__TESTO DA LEGGERE__:

Ci sono però due cose che risultano a dir poco strabilianti, quando si pensa a questa serie, di cui attualmente è in fase di produzione la terza stagione.

La prima, è che l’intero progetto è finanziato con il crowdfunding: i donatori danno contributi, e la cosa carina è che chi vede gratuitamente le puntate può ringraziare cliccando un tasto chi ha contribuito. Tutto all’insegna della più totale gratuità: se non vuoi dare niente, non dai niente e te lo guardi comunque. Alla larga dai colossi dello streaming: gli ideatori hanno pensato bene di evitare industrie dello spettacolo come Netflix e compagnia, sapendo a quali inevitabili filtri e censure, a quali boicottaggi e ostacoli, il sistema di produzione hollywoodiano avrebbe sottoposto una simile idea. No, per The Chosen gli autori hanno creato il loro sistema, la loro app, dalla quale è possibile vedere la serie in varie lingue, sebbene l’italiano sia attualmente presente solo per la prima stagione. E qui veniamo alla seconda cosa strabiliante, per non dire sconvolgente.

Tu avevi sentito parlare di The Chosen?

Probabilmente no, o forse solo alla lontana.

__COMPITO DA SVOLGERE 1__: Indica se ciascuna affermazione concorda con il testo su The Chosen, rispondendo sì o no e citando le parole decisive: (a) il progetto è finanziato tramite crowdfunding; (b) la serie viene distribuita attraverso Netflix; (c) nell'app l'italiano è disponibile per tutte le stagioni.
__COMPITO DA SVOLGERE 2__: Scrivi il seguito del testo su The Chosen, ripartendo subito dopo la sua ultima frase.
I record costituiscono materiale a sé, distinto dal testo.

__ELENCO RECORD__:
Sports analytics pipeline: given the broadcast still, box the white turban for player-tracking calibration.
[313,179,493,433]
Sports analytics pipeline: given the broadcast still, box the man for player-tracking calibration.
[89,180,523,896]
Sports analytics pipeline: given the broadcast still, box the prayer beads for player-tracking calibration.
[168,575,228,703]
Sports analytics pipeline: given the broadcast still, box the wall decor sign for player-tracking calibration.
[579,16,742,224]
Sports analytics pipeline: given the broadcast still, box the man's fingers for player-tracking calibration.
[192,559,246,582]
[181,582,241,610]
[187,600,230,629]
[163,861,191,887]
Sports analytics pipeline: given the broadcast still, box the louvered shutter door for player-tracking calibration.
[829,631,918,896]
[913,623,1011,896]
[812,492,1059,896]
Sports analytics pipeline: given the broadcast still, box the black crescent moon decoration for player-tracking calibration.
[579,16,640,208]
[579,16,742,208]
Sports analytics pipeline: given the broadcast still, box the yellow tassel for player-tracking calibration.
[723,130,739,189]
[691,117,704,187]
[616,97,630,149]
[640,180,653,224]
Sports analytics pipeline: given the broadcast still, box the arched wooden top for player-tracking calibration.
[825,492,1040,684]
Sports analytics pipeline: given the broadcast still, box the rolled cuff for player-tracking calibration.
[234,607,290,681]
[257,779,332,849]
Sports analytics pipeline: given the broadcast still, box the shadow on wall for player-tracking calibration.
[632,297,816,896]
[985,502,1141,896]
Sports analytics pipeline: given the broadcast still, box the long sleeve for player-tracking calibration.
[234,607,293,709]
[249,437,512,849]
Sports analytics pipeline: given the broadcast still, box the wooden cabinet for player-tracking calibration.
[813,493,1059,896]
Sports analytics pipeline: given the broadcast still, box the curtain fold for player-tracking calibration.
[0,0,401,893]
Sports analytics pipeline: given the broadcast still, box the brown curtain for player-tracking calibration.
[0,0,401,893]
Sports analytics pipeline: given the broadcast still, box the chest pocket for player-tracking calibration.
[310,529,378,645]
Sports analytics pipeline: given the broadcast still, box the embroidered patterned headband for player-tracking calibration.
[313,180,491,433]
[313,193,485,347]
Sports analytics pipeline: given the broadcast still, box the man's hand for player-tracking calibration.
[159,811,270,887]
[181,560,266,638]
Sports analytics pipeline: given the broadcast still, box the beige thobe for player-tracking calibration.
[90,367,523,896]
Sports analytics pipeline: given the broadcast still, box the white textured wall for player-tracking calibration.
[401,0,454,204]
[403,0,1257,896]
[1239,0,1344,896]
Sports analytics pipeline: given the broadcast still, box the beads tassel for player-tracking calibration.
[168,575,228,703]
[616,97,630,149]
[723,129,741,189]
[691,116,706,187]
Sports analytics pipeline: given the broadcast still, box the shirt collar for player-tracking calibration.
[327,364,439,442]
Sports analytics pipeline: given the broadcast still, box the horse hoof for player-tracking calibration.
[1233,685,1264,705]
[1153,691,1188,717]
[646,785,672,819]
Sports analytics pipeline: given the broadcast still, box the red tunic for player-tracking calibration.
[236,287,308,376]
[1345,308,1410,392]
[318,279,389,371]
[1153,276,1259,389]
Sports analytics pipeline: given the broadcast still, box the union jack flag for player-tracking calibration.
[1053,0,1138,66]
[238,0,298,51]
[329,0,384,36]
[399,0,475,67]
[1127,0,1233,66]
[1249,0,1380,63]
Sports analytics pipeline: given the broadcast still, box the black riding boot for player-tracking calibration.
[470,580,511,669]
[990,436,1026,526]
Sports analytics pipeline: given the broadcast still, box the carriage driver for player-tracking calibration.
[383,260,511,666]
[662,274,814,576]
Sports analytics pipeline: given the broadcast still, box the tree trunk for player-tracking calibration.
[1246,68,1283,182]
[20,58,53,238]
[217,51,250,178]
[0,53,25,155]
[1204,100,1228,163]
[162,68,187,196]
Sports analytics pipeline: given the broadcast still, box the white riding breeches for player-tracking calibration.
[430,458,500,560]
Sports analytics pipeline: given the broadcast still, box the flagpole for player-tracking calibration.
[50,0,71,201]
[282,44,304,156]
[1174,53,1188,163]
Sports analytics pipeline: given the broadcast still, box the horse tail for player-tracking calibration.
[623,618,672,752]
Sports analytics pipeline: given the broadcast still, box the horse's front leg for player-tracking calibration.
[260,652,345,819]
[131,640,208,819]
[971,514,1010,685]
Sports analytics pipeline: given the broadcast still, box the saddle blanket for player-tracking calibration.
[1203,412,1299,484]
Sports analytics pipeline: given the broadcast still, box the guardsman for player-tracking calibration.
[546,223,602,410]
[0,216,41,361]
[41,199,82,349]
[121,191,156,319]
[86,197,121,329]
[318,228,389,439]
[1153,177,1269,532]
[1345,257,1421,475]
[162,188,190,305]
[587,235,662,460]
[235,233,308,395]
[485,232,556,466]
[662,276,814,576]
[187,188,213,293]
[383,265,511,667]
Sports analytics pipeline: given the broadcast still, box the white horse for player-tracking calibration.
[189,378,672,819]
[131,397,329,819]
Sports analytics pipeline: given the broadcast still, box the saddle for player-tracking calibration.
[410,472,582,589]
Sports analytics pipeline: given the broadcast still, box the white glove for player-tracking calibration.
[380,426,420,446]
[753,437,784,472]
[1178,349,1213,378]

__SPAZIO RISPOSTA 1__:
(a) Sì: «l’intero progetto è finanziato con il crowdfunding»
(b) No: «gli ideatori hanno pensato bene di evitare industrie dello spettacolo come Netflix e compagnia»
(c) No: «sebbene l’italiano sia attualmente presente solo per la prima stagione»

__SPAZIO RISPOSTA 2__:
Questo è il punto. Come è possibile che uno spettacolo bellissimo, coinvolgente, ispirato, brillante, nato dalla collaborazione di cattolici, protestanti, ebrei, gesuiti, rabbini, ecc. e che ad oggi sta per arrivare a quattrocento milioni di visualizzazioni in Italia sia pressoché ignorato?

I motivi sono molteplici, e la prima risposta che mi viene in mente passa per un’altra domanda: come mai non c’è genitore sedicente cattolico che non conosca The Squid Game, mentre nessuno ha mai sentito parlare di The Chosen?

Semplice: perché dalle nostre parti la “cultura cattolica” si è ormai cristallizzata, almeno nelle sue espressioni mediaticamente più diffuse, come “cultura contro” (no a questo o a quello), piuttosto che come “cultura pro”. Giustamente vogliamo combattere il male, ma dimentichiamo l’esortazione paolina a vincere “con il bene il male” (cfr. Rm 12, 21). Vogliamo che i nostri figli non guardino certe cose, ma non sappiamo offrirgli cose migliori da guardare.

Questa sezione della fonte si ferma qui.